§ Data supplied
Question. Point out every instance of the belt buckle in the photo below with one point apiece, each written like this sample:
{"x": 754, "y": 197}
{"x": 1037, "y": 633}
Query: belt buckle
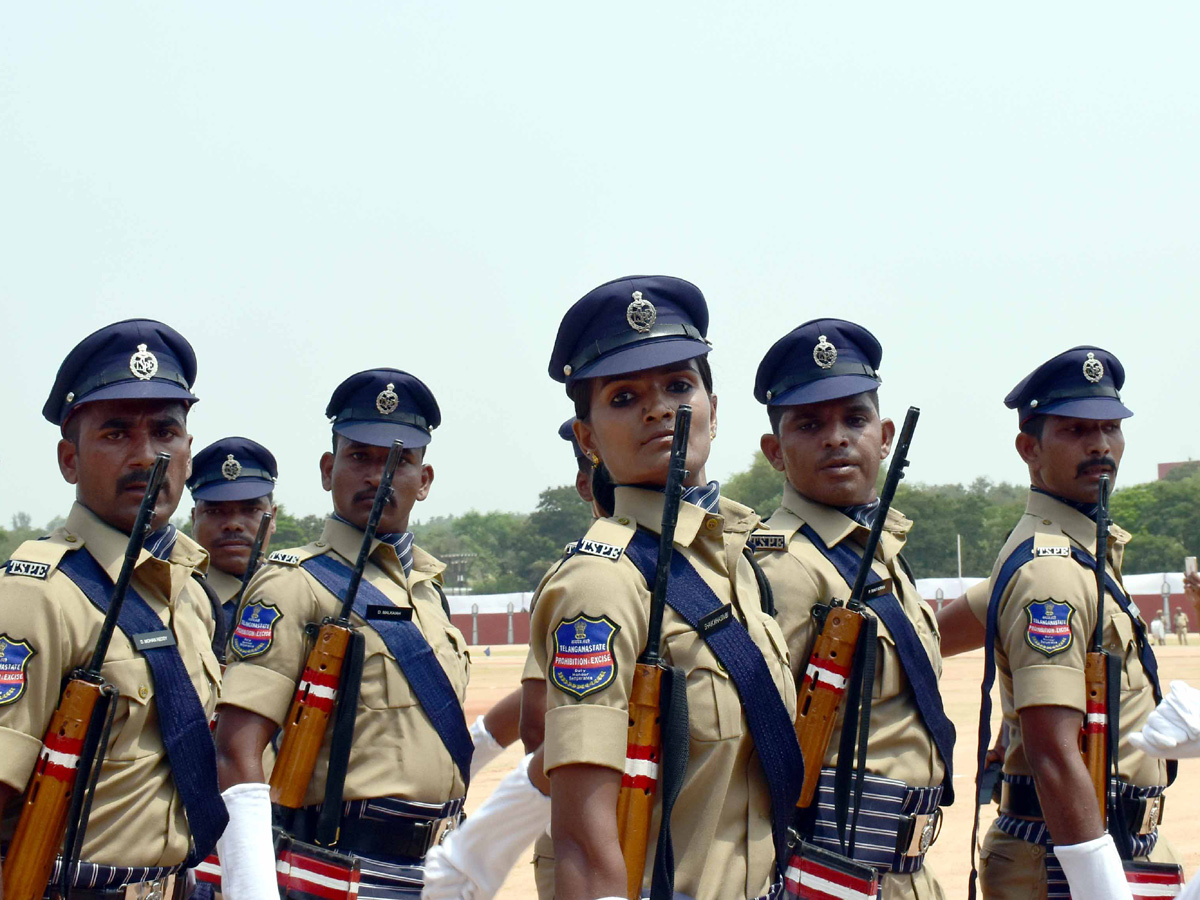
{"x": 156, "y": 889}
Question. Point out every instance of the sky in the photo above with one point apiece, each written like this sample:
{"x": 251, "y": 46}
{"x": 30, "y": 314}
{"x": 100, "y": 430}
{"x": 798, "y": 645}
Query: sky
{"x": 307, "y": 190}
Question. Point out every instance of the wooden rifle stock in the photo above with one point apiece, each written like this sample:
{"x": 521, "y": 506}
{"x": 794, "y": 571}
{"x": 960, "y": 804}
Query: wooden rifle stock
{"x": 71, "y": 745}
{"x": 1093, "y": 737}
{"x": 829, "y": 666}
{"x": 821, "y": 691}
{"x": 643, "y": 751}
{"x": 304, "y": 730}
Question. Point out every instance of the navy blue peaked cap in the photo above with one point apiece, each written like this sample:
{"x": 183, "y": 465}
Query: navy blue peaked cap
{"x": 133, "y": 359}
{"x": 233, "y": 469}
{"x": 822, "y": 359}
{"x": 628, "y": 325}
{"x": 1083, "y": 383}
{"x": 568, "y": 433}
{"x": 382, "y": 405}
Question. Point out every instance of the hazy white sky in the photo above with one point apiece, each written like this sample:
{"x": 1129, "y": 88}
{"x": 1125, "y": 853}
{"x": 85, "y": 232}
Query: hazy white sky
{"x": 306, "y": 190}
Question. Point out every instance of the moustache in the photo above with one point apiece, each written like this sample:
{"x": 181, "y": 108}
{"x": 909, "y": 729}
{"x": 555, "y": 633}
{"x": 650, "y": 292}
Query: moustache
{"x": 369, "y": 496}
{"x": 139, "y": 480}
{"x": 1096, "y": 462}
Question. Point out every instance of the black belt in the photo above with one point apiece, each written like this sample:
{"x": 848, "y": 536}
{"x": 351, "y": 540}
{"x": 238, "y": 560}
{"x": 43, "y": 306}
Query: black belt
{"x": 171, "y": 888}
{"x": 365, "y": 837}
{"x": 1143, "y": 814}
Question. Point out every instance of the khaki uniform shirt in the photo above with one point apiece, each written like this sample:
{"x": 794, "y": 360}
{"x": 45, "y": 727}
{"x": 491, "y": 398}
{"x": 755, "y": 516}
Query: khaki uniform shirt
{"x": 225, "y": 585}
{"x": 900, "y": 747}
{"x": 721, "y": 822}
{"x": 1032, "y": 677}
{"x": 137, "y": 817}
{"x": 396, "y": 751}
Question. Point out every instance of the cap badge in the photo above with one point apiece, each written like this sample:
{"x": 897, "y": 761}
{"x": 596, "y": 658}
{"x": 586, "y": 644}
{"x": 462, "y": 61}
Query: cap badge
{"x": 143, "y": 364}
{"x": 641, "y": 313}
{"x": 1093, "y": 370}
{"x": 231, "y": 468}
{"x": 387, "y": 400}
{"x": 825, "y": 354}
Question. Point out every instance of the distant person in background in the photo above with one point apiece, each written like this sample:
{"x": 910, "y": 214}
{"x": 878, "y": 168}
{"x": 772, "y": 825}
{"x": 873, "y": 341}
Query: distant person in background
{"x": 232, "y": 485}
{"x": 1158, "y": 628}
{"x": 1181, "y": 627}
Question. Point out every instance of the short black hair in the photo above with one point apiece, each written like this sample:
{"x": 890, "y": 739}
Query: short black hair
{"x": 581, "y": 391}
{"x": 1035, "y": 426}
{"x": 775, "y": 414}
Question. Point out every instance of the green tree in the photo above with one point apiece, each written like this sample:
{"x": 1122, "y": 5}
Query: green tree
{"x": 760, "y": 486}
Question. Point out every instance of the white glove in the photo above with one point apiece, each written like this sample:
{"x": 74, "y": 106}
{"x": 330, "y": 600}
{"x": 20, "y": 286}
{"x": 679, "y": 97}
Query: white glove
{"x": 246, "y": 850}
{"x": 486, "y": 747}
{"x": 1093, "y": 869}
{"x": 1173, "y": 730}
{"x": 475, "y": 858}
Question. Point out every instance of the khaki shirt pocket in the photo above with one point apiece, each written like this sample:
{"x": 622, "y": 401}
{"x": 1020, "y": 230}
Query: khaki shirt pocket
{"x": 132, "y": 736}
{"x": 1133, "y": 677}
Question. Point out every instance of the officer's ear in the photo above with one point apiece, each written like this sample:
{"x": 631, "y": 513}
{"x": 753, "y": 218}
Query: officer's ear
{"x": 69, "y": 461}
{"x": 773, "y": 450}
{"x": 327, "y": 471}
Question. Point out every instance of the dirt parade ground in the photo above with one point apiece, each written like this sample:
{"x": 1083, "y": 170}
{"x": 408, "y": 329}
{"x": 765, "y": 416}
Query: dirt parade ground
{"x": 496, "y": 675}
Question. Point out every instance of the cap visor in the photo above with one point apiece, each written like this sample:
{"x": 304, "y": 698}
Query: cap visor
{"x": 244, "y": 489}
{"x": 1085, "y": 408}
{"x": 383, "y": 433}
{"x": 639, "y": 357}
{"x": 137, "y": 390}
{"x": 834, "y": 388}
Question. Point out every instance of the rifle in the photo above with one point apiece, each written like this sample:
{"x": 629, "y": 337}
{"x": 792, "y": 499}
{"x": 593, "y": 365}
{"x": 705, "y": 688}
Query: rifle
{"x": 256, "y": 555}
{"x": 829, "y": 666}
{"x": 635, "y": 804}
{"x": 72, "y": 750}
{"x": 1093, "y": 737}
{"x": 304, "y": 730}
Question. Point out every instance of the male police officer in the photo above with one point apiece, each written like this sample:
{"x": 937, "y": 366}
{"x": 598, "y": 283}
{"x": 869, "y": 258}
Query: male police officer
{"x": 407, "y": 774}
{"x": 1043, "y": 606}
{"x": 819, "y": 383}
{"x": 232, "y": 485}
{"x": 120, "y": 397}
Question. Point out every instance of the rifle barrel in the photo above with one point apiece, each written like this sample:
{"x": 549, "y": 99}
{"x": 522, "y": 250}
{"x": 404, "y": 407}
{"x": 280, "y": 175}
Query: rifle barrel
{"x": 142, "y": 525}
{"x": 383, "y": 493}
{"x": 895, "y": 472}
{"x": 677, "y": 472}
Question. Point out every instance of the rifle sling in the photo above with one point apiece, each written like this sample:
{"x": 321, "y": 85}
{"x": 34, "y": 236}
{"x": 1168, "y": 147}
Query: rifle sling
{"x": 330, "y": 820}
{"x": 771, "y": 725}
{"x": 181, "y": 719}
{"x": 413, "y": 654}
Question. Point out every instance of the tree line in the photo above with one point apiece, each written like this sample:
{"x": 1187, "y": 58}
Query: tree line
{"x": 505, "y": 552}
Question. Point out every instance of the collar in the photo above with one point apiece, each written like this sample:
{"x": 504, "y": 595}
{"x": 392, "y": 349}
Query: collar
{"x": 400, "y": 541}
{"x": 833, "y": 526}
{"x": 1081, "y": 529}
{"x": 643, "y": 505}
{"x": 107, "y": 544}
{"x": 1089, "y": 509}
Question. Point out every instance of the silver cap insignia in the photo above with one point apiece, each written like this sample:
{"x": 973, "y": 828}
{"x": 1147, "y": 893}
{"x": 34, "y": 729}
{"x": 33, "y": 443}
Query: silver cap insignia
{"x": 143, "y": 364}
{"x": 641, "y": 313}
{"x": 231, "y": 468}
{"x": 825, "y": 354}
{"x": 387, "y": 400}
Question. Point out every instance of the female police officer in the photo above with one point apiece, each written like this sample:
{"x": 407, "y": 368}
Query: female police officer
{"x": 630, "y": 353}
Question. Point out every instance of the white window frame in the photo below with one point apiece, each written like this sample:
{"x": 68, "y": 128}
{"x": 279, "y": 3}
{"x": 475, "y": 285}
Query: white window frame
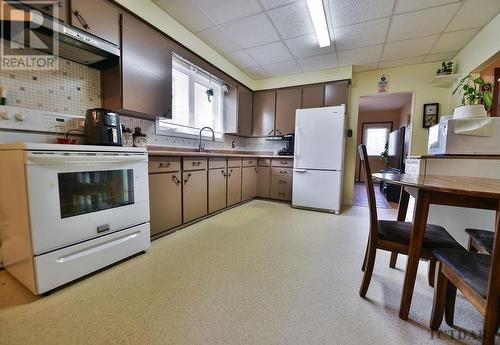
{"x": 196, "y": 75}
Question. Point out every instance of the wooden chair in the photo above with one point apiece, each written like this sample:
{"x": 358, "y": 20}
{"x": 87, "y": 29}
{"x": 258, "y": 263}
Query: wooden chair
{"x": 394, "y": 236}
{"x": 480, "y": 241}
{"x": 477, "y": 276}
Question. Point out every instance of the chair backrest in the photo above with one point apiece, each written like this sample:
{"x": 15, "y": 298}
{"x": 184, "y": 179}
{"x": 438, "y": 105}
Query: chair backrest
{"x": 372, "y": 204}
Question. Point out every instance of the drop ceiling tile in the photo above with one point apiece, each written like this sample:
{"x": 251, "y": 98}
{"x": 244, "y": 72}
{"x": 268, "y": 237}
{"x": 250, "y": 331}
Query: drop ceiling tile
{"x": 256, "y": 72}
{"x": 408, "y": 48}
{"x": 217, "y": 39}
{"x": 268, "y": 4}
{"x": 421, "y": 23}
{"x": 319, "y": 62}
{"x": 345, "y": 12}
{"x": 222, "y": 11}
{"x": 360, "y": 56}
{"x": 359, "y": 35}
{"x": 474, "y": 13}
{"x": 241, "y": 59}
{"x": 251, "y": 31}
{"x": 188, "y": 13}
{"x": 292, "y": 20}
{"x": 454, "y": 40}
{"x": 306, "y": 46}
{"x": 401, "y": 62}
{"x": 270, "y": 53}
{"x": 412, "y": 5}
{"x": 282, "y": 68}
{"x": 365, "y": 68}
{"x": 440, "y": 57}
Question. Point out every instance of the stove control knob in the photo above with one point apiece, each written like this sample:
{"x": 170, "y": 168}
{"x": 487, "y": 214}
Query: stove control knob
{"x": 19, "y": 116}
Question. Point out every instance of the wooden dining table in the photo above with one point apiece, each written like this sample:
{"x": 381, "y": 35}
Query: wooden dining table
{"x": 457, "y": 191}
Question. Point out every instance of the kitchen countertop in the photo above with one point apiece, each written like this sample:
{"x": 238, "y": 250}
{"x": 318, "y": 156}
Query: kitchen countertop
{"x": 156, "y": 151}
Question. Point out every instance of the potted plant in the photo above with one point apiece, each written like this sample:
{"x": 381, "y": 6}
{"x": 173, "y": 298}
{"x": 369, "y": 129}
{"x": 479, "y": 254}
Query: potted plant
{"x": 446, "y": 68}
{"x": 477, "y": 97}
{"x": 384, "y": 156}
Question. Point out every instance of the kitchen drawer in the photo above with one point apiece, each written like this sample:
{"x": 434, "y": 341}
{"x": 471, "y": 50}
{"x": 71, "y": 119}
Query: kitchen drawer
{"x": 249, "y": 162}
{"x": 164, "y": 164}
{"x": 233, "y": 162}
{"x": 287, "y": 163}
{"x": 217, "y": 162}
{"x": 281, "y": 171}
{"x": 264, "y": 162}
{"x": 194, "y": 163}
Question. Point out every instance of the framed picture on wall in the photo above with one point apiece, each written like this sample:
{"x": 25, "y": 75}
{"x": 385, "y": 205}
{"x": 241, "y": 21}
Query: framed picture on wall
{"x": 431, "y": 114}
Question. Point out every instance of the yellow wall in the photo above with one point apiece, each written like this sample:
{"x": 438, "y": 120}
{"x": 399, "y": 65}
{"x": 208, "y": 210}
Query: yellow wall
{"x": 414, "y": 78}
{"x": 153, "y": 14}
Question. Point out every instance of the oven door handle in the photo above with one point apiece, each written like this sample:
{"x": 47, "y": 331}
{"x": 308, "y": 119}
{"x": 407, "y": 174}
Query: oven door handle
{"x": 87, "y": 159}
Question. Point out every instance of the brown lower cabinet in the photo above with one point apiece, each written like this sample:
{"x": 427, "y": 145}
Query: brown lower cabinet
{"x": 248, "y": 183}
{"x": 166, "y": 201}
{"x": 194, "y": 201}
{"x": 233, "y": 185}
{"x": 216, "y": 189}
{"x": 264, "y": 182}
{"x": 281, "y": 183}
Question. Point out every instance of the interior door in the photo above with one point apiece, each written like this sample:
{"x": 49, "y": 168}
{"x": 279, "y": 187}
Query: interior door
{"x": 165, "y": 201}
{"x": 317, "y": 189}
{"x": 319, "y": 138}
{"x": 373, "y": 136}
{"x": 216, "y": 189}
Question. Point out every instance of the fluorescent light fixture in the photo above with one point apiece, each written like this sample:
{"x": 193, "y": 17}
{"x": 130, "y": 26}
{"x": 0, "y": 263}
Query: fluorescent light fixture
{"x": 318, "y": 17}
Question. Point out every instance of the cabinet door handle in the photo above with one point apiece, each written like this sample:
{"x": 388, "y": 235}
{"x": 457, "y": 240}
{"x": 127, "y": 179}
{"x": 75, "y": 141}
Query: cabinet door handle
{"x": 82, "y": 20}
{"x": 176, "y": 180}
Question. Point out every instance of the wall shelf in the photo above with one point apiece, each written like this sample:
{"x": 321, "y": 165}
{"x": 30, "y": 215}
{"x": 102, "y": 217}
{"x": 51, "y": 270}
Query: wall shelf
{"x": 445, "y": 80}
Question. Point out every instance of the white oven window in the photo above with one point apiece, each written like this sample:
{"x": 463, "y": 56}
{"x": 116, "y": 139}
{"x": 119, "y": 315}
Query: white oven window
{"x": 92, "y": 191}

§ What you need to do
Give the number of lines in the listing that hold the word "below", with no other words.

§ Expected answer
2